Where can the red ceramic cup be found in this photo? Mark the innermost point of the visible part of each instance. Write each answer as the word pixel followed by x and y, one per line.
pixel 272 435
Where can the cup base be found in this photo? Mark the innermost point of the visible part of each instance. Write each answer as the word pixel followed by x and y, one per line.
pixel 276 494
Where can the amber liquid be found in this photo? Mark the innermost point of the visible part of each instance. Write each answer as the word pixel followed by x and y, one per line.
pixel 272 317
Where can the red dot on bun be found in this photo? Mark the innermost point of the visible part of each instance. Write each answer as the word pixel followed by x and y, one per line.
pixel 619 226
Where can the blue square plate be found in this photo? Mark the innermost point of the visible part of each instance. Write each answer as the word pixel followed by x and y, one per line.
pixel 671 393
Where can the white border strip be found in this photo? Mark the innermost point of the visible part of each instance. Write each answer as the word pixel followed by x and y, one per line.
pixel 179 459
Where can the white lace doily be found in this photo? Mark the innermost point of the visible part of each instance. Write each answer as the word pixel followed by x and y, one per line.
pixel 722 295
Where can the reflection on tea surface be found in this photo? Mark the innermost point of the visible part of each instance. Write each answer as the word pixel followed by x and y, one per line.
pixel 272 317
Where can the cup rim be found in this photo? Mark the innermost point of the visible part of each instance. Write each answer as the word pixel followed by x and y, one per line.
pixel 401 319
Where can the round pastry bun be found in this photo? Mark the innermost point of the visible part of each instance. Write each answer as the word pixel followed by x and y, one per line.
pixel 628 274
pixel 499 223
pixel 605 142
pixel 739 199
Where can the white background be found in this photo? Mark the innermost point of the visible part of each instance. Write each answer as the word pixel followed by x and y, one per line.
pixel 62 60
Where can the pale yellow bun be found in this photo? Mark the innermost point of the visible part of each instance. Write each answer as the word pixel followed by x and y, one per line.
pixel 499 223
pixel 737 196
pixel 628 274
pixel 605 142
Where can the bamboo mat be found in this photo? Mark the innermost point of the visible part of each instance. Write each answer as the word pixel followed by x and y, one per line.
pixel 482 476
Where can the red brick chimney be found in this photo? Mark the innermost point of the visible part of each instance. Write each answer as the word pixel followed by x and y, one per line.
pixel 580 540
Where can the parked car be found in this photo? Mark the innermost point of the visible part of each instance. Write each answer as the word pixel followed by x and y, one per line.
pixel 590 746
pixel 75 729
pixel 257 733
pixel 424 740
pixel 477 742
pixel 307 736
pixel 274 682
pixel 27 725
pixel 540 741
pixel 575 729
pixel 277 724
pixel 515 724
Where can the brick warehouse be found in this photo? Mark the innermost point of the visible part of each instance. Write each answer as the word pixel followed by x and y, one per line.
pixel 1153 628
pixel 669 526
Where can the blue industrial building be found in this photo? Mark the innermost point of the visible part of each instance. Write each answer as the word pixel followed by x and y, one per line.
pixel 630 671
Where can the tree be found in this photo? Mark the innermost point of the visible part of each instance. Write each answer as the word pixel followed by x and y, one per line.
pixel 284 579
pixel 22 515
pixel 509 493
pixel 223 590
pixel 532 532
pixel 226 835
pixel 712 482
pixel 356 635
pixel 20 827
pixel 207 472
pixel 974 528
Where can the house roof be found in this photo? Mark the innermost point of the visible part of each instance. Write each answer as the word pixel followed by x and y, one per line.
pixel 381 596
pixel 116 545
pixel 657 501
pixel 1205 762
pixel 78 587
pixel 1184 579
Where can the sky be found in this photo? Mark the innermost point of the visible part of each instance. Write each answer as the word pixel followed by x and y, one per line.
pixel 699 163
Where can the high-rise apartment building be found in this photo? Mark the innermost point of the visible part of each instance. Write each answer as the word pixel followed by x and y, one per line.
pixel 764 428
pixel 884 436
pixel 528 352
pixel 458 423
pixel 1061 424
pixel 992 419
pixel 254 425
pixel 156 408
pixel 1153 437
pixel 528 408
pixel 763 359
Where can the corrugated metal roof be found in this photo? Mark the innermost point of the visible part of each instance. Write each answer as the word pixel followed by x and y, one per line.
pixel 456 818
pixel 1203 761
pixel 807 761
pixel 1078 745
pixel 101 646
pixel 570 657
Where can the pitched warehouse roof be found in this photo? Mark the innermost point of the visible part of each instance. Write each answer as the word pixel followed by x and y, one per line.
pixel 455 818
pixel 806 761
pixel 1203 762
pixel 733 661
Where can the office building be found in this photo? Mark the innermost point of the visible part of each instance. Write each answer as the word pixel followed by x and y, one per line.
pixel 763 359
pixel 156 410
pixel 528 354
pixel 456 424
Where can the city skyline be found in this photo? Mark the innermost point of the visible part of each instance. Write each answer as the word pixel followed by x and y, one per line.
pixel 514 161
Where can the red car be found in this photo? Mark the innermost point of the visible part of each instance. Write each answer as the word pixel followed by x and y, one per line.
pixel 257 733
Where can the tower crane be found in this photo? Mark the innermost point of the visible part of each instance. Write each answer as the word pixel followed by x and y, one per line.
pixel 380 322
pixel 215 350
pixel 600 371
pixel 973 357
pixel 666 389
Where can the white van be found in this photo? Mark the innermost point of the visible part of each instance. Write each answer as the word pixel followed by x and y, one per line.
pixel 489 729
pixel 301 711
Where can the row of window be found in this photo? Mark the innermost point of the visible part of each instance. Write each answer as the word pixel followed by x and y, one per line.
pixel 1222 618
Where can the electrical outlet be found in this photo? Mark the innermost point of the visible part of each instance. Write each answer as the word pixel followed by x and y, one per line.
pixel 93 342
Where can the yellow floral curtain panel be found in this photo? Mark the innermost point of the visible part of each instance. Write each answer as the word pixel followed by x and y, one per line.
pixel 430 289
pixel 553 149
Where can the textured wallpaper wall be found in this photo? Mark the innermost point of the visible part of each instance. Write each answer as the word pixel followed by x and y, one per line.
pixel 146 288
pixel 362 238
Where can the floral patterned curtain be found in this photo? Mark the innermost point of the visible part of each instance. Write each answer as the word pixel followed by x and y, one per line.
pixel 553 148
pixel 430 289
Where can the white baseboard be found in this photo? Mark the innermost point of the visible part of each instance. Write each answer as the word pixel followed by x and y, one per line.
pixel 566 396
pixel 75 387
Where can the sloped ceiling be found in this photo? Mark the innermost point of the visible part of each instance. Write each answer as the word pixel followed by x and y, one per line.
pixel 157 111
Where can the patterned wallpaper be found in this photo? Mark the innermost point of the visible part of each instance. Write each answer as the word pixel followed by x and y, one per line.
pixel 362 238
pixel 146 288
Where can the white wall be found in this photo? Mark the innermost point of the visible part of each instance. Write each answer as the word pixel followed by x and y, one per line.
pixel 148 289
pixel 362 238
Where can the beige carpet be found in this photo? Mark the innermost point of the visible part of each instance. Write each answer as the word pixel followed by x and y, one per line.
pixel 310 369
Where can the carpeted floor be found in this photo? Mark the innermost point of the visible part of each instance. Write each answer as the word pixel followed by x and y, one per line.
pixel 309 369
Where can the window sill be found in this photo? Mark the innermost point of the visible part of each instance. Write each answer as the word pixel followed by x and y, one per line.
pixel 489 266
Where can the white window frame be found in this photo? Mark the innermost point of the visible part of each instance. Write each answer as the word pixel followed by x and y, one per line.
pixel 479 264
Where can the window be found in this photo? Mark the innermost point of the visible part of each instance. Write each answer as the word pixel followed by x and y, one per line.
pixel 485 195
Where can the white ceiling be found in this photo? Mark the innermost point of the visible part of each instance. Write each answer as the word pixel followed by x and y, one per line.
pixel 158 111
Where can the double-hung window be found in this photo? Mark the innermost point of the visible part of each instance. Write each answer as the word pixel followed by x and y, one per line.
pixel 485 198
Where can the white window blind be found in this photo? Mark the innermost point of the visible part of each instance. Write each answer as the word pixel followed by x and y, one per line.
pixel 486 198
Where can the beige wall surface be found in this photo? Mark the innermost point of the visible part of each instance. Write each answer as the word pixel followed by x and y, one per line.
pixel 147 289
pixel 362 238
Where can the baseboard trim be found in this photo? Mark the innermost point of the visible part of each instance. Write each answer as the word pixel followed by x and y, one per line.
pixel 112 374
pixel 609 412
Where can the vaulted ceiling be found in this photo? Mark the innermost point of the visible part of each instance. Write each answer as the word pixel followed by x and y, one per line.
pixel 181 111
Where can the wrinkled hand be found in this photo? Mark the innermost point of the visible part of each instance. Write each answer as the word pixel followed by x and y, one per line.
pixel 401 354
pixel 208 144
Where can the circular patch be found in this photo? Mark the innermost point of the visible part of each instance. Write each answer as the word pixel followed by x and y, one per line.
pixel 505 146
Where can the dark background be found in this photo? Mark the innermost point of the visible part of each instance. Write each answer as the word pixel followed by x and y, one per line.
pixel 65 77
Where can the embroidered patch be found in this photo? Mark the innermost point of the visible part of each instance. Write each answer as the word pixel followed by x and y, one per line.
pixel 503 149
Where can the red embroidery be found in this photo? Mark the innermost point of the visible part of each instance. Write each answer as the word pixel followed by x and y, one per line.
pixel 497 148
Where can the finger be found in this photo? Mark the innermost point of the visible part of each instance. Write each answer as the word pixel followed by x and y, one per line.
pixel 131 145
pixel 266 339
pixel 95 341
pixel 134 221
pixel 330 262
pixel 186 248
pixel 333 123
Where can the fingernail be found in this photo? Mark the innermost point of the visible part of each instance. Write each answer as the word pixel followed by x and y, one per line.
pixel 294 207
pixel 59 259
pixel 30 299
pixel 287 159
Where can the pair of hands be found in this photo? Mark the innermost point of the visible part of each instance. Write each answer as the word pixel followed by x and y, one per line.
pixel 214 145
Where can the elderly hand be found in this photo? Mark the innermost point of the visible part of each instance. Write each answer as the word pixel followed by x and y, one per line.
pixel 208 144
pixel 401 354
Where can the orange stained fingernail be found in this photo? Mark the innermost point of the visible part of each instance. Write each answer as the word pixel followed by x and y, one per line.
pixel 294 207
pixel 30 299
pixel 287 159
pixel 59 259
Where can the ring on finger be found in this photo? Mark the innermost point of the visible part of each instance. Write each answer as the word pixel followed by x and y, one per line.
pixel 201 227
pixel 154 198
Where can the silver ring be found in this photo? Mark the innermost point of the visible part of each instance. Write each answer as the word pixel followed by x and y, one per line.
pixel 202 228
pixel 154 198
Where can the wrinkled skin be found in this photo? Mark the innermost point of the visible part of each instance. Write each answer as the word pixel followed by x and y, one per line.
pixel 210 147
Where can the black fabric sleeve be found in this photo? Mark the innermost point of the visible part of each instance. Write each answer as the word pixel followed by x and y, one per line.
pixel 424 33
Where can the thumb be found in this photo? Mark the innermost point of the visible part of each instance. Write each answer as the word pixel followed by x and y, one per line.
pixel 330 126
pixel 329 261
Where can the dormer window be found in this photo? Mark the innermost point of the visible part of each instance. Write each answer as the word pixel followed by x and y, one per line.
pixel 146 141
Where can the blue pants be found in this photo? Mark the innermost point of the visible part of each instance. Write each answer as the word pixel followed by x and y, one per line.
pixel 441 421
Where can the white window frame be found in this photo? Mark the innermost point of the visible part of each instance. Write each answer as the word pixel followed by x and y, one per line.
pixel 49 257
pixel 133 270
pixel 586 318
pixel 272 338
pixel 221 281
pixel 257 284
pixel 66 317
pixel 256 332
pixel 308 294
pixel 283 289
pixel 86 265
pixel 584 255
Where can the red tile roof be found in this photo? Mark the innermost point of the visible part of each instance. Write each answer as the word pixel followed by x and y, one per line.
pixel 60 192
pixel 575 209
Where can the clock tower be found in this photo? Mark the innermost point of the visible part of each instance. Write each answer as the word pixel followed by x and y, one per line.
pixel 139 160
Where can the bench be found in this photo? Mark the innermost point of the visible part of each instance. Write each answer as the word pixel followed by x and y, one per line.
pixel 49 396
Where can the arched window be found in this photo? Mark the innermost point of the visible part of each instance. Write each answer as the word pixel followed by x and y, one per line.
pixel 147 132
____
▶ [STATED EXERCISE] Rewrite everything from the line containing "Where can the clock" down to the end of the data above, requests included, multiplying each pixel coordinate in the answers by 2.55 and rounding to the nearest whole number, with halves rounded up.

▶ [ANSWER]
Where can the clock tower be found in this photo? Mark the innermost point of the visible part of each instance. Write each answer as the word pixel followed by x and y, one per line.
pixel 354 408
Where can the bench be found in this photo? Mark the innermost point of the visible part of each instance. Write each answer as the word pixel followed by x and y, one per line.
pixel 125 1010
Where can the arched window be found in this photo? Mark the innermost point of the visible part of each instance. Write each answer as the word pixel followed by x and y, one per line.
pixel 375 337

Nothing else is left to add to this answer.